• **Testo**
• • • •

2. Ciò non vale unicamente per le norme di diritto comunitario aventi efficacia diretta, bensì per tutte le norme intese ad attribuire diritti ai singoli. L' assenza di efficacia diretta non significa, infatti, che l' effetto voluto dal diritto comunitario non sia quello di attribuire diritti ai singoli, bensì solamente che tali diritti non sono sufficientemente precisi ed incondizionati perché possano essere fatti valere ed applicati senza ulteriori misure.

3. In caso di mancata o non corretta trasposizione di una direttiva, lo Stato membro priva il diritto comunitario dell' effetto voluto ed incorre, al tempo stesso, nella violazione degli artt. 5 e 189, terzo comma, del Trattato, che sanciscono la natura vincolante della direttiva ed obbligano lo Stato membro ad adottare tutte le misure necessarie ai fini della sua esecuzione.

4. Qualora la violazione di tale obbligo sia stata dichiarata in una sentenza della Corte emanata ai sensi degli artt. 169-171 del Trattato, l' autorità del giudicato nonché l' art. 171 del Trattato impongono allo Stato membro di adottare - senza poter opporre ostacoli di qualsivoglia natura - tutte le misure atte a rimuovere l' inadempimento ed a ripristinare l' effetto voluto del diritto comunitario. Lo Stato membro può essere anche obbligato, a tal titolo, al risarcimento dei danni causati ai singoli per effetto del proprio illegittimo comportamento.

• • • •

• **Dati estratti**
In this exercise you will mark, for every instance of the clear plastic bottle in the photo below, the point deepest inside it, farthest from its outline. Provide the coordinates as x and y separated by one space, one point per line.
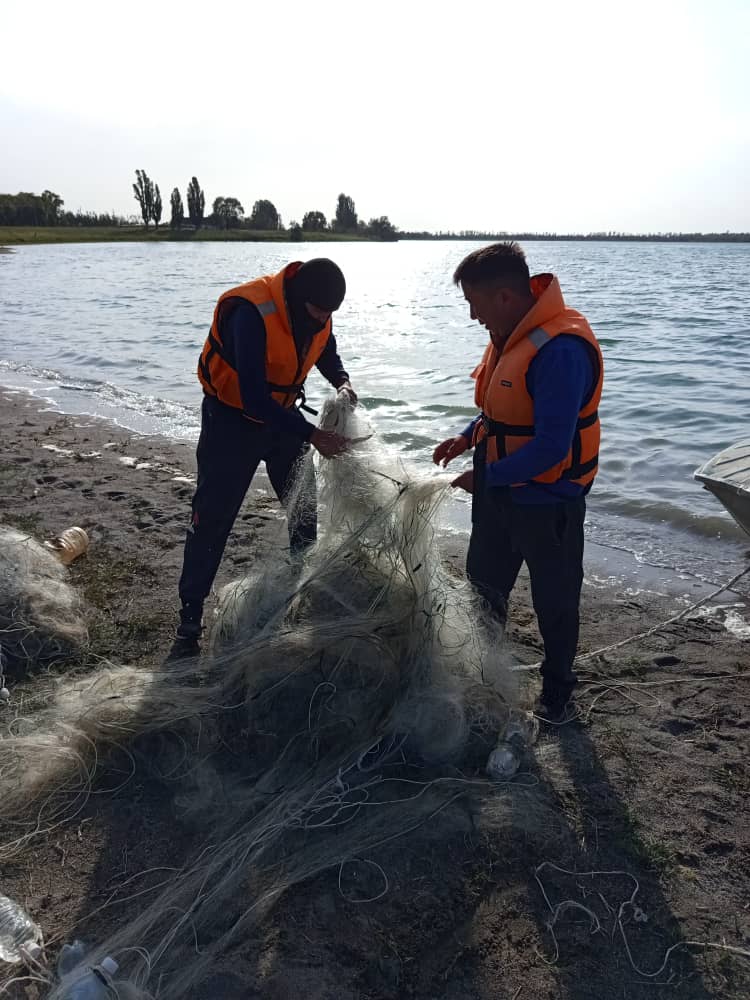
19 935
506 758
95 984
69 545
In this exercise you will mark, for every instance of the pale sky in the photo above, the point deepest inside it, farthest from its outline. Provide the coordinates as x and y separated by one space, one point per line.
538 116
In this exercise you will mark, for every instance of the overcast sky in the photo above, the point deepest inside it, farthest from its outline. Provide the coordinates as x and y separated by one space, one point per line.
543 116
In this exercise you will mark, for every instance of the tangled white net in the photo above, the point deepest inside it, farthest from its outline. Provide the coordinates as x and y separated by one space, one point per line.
360 689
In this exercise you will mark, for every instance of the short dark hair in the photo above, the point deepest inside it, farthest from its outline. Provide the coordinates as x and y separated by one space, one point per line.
503 263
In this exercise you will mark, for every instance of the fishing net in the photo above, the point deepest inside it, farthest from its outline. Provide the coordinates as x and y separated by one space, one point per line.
359 690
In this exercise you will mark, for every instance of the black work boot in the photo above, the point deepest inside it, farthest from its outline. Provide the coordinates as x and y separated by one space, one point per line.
187 638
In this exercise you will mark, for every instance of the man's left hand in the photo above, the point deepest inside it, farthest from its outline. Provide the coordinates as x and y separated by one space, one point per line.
346 389
465 481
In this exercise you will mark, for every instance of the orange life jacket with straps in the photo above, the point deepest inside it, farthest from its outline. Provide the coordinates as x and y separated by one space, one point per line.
507 420
285 370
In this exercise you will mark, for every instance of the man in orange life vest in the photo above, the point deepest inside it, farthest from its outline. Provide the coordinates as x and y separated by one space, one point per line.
536 448
265 337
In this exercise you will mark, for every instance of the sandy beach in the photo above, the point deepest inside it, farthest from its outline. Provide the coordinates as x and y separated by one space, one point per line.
652 786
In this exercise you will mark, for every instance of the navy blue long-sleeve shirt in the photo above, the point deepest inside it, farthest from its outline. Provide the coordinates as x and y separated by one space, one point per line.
559 379
243 334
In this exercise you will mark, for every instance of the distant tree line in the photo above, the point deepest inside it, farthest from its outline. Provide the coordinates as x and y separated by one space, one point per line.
46 209
227 212
602 237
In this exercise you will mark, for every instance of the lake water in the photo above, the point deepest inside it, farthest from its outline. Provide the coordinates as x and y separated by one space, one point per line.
115 330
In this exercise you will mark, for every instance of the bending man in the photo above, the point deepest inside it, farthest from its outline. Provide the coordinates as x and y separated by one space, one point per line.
265 337
536 443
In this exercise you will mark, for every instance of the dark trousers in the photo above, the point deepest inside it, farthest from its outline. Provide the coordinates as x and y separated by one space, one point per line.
230 448
549 539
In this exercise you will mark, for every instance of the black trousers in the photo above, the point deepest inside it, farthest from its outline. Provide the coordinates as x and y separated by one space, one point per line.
230 449
549 539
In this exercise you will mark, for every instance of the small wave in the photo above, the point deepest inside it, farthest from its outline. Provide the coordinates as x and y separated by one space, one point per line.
137 411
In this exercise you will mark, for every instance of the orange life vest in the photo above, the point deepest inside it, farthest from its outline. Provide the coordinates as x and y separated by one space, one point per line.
507 419
285 370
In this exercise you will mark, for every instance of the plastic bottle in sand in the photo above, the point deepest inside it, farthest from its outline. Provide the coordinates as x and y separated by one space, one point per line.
19 935
69 545
506 758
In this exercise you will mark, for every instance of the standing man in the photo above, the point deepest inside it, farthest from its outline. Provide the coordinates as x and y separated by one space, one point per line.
265 337
536 444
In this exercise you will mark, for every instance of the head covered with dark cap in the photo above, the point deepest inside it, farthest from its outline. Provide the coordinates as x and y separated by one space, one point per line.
320 283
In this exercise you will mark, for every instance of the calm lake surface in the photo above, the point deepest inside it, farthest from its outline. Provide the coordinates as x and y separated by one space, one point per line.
115 330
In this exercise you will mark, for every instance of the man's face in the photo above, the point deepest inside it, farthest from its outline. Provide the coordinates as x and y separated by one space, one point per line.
492 306
319 315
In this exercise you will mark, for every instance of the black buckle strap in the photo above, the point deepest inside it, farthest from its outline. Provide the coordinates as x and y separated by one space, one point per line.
496 428
298 389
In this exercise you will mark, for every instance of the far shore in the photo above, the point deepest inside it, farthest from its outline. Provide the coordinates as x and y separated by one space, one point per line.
26 235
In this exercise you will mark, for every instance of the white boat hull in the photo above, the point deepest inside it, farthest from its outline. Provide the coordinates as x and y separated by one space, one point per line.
727 476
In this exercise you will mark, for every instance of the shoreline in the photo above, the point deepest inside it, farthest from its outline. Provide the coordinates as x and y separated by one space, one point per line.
131 491
40 235
655 784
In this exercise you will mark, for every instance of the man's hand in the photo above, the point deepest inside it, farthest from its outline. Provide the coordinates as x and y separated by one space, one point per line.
328 443
345 389
449 450
465 481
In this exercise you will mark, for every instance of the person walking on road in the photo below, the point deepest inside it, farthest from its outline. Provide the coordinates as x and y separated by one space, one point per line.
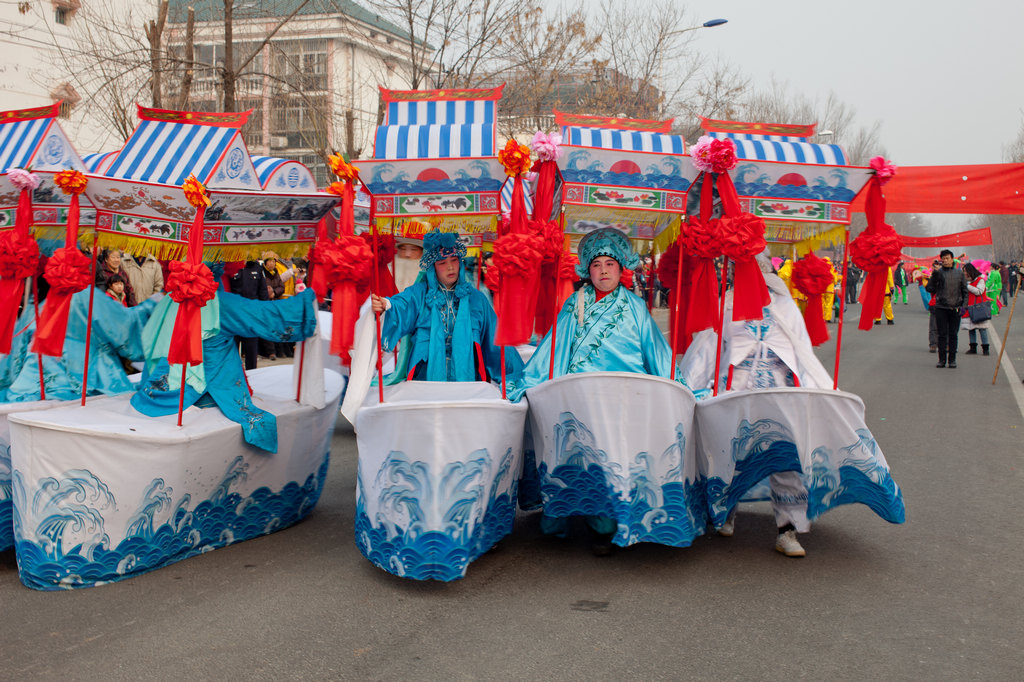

• • • •

• **Istruzioni**
• A. Rispondi alle seguenti domande sul testo.
(i) Secondo il testo, che cosa significa soltanto l'assenza di efficacia diretta?
(ii) Quali articoli del Trattato viola lo Stato membro in caso di mancata o non corretta trasposizione di una direttiva?
(iii) Oltre alle misure per rimuovere l'inadempimento, a che cosa può essere obbligato lo Stato membro?
• B. Ripeti parola per parola il passo del testo che inizia con "2. Ciò non vale" e finisce con "della sua esecuzione.".

• **Soluzioni complete**
• A.
(i) Significa che tali diritti non sono sufficientemente precisi ed incondizionati perché possano essere fatti valere ed applicati senza ulteriori misure.
(ii) Gli artt. 5 e 189, terzo comma, del Trattato.
(iii) Al risarcimento dei danni causati ai singoli per effetto del proprio illegittimo comportamento.

• B.
2. Ciò non vale unicamente per le norme di diritto comunitario aventi efficacia diretta, bensì per tutte le norme intese ad attribuire diritti ai singoli. L' assenza di efficacia diretta non significa, infatti, che l' effetto voluto dal diritto comunitario non sia quello di attribuire diritti ai singoli, bensì solamente che tali diritti non sono sufficientemente precisi ed incondizionati perché possano essere fatti valere ed applicati senza ulteriori misure.

3. In caso di mancata o non corretta trasposizione di una direttiva, lo Stato membro priva il diritto comunitario dell' effetto voluto ed incorre, al tempo stesso, nella violazione degli artt. 5 e 189, terzo comma, del Trattato, che sanciscono la natura vincolante della direttiva ed obbligano lo Stato membro ad adottare tutte le misure necessarie ai fini della sua esecuzione.